- **GOAL**: Continue the humorous piece about an Easter visit to the in-laws in East Texas, starting right after its final sentence.

- **SELECTED PASSAGE**:
------------------------------

EASTER AT THE IN-LAWS
Subj: Talking baseball, Easter nachos and
the in-lawsl
Date: 04/15/98
Well, it wasn't a sure-fired thing, by any means, but we made it back from Easter at Ma and Pa Kettles'.
They're my East Texas in-laws. DEEP East Texas.
Scariest thing was my 15-year-old son practicing his driving on some East Texas two-lane. I'm really concerned about our educational system if his driver's ed teacher is any indication. We could be just an eyelash away from total nuclear destruction.
Least that's how close I was to the pickup truck next to us when the farmer inside moved over to the shoulder to let us pass. I don't know if he gave us a one- or two-finger wave. I believe if I'd a turned to look, my nose might have rubbed off on his truck door. Somebody SHOULD have told my very own Joey Chitwood that just because the dude you're passing is kinda pulled over doesn't mean you can't cross the center lane just a little, specially if there's nobody coming and you're drivin' your daddy's Honda love machine at 75 and the farmer you're passing ain't completely out of your lane. I saw the reflection of my life passing by my peripheral vision right there on the polished side of that F-10.
So's we make it to the wife's folks too late to see Saturday's Masters golf action, but just in time for my nephew's Little League game. Ma Kettle wants to see Junior drive, so he's behind the wheel as we go to the park. Only Ma Kettle doesn't know where to turn for the park. So we have a 10-minute detour as the lady gets us lost in the town she has lived in for 50 years!!!
But there's one good thing. So much backseat driving (Turn here, no there, or is it there?) that I think Junior will never again take the wheel -- or so I hope.
And we ultimately found the ballpark, one of those multi-field jobs that is a veritable anthill of busy-ness. We're searching all the diamonds at the park looking for someone familiar when my sister-in-law's voice rings out, "Hay-u Day-uv! .... Wanna key-up scor-uh?"
(You see, in DEEP East Texas anything with more than two letters can't be pronounced with only one syllable; translation: Hey Dave, Would you like to keep score?)
Sure, that's just why I drove 200 miles. So it turns out the start of the game has been waiting for a scorekeeper (I'm not sure if it says something that this town of 15,000 or so needs an outsider to count to three (strikes or outs or the minimum number of beers I require to handle life in this town) but I'm happy to do it) and I've got 30 seconds to write out the rosters of both teams, half of whom are named Bubba.
Then there's Boomer. Sis-in-law asked me if I could pick out Boomer without an introduction (I'd quote her here but it's too much work spelling out that drawl). Not too difficult. Ummmm, I'd guess he's the one who looks like you'd imagine Chris Farley or John Candy did as a 10-year-old. Big. Round. Doofus.
Well, once again, sis-in-law offered me the town mayor job, because I'm so incredibly smart. (And she can deliver, too, because my brother-in-law, since he had one semester at junior college, pretty much runs things in town.) But once again, I had to turn her down.
Well, Little League hasn't changed much. The homeplate umpire, a high school lad, looked like he was trying out for a Michael Jackson video with all his gyrations when he'd call a strike or an out. The coach-daddies were all screaming and hollering about every close play and Boomer was out there where a real second baseman would stand -- if they had a real second baseman. But they had Boomer.

------------------------------

(Location labeling records)
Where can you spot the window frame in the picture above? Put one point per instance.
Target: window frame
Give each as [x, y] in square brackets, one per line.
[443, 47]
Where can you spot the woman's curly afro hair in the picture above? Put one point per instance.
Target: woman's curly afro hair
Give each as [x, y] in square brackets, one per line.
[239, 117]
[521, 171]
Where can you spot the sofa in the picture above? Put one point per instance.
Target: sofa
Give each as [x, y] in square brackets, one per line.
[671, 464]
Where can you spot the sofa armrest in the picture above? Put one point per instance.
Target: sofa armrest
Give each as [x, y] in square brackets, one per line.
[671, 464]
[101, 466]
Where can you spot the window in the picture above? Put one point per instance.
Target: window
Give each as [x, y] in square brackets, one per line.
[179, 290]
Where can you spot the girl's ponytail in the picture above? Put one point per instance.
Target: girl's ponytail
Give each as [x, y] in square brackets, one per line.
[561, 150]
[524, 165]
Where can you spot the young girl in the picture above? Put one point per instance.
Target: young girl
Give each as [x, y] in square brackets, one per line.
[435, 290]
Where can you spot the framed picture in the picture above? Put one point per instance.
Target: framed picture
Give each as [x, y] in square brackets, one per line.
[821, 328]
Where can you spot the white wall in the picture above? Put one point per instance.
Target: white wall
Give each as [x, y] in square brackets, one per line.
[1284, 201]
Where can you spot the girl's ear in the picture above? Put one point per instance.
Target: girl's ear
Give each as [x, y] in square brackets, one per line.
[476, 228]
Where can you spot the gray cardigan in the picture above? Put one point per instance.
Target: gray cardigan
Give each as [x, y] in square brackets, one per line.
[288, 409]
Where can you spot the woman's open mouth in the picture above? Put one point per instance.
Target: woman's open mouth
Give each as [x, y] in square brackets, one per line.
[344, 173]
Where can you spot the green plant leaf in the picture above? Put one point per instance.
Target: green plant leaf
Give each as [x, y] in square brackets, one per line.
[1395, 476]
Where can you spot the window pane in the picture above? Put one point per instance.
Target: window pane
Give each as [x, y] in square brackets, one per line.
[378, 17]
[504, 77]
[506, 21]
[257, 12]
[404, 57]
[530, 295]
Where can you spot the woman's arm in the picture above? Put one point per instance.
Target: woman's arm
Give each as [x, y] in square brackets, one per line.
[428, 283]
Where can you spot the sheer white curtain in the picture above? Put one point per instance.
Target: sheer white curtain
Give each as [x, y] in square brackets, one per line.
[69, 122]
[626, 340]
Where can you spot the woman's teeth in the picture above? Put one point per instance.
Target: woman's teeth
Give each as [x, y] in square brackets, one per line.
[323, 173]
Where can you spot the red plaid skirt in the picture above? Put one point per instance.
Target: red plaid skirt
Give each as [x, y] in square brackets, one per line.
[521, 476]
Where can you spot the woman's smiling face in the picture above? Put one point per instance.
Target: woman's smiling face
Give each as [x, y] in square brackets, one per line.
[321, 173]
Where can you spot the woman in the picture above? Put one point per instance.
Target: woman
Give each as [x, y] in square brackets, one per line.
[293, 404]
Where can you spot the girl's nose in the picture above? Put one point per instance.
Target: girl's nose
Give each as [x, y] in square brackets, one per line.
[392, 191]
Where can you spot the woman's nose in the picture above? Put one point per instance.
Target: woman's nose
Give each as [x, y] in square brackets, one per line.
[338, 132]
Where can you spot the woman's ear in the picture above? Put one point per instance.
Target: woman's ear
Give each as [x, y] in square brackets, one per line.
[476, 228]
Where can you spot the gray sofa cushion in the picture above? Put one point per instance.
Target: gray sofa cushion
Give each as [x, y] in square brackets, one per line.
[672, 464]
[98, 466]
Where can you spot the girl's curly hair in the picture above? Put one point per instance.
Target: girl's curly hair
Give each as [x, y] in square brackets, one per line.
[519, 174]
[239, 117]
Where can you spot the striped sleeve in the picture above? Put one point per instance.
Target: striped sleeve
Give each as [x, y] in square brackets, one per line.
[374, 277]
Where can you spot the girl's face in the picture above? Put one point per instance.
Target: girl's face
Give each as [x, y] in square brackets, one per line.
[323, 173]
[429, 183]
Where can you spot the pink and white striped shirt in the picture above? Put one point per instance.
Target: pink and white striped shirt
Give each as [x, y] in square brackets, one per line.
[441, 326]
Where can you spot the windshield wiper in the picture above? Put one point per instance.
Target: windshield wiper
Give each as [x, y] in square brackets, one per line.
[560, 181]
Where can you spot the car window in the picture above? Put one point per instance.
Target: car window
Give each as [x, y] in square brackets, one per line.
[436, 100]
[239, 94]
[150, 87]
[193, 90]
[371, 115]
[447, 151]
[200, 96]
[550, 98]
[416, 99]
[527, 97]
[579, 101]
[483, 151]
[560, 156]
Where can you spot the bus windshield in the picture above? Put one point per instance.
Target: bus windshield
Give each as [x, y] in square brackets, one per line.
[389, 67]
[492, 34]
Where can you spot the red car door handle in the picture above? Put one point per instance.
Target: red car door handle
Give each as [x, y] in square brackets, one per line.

------------------------------

- **OUTPUT FOR THIS EXERCISE**:
He was in his own world. Cap on backward. Shirt tail not quite coming down to meet his stretched-too-tight pants. The game was going on right in front of him, but he didn't seem to notice. He was playing "air" baseball, going through the motions of swinging a bat, or fielding and throwing the ball. His own coach-daddy was too busy yelling at the kid-umpires to notice Boomer corking off.
Every 30 minutes or so, I'd have to wake from my dream world, too. They'd actually make an out, something for me to write down in the book. Actually my biggest concern was the weather. Pretty darn cold considering they dragged me out of the house in my shorts and T-shirt for just a courtesy "Hi, Bye" trip to the park and instead I end up perched 20 feet in the air ... cold and getting colder all the time ... behind home plate and I'm not allowed to leave til the game's over.
Not even to go to the bathroom. Those beers REALLY want to go to the bathroom. And I shoulda worn some jeans, brought a jacket. I don't see how people sat through that. Most people didn't. My wife and kids and Ma and Pa Kettle didn't. They went home after 10-15 minutes. Too cold, they said. Imagine freaking that!
Finally, after I could stand the cold no more, I asked sis-in-law to go get me some food. I figured maybe the digestive process would create some heat. So here she comes with a big paper basket full of round corn chips drowning in yellow cheese goo and accented by a half-dozen slices of jalapeno peppers -- ballpark nachos, another fine Texas tradition which I helped bring into the world back in the 70s at Arlington Stadium when the Rangers were the first in the world to serve this crap; you can look it up; and I was among the first in the world to eat 'em (but I was a kid then and didn't know better).
Well, the food worked its magic. Since the chips were drowning in cheesy goo -- and right out of the microwave -- you couldn't help but get some of that yellow napalm all over your hands and face (and on the roof of your mouth). Can you say burns? And the scorebook was quickly becoming smudged and unreadable, and that was after only three bites. I could have cleaned it off, but apparently somebody used the rest of the Sears & Roebuck catalog for other purposes -- napkins, what's a napkin? -- and I simply refused to wipe my face on my shirt, as appears the custom in this town. I ain't getting no cheese on my Pawless Guitars T-shirt!
The good news was the game ended abruptly. The bad news was I was left with a tub of goo and chips. Fortunately, my brother-in-law got involved with somebody's momma in a dispute over how many innings somebody else's little darling had pitched this week, and I had time to finish my lovely ballpark snack.
And I had time to find the ballpark garden hose and spray all the cheese off me.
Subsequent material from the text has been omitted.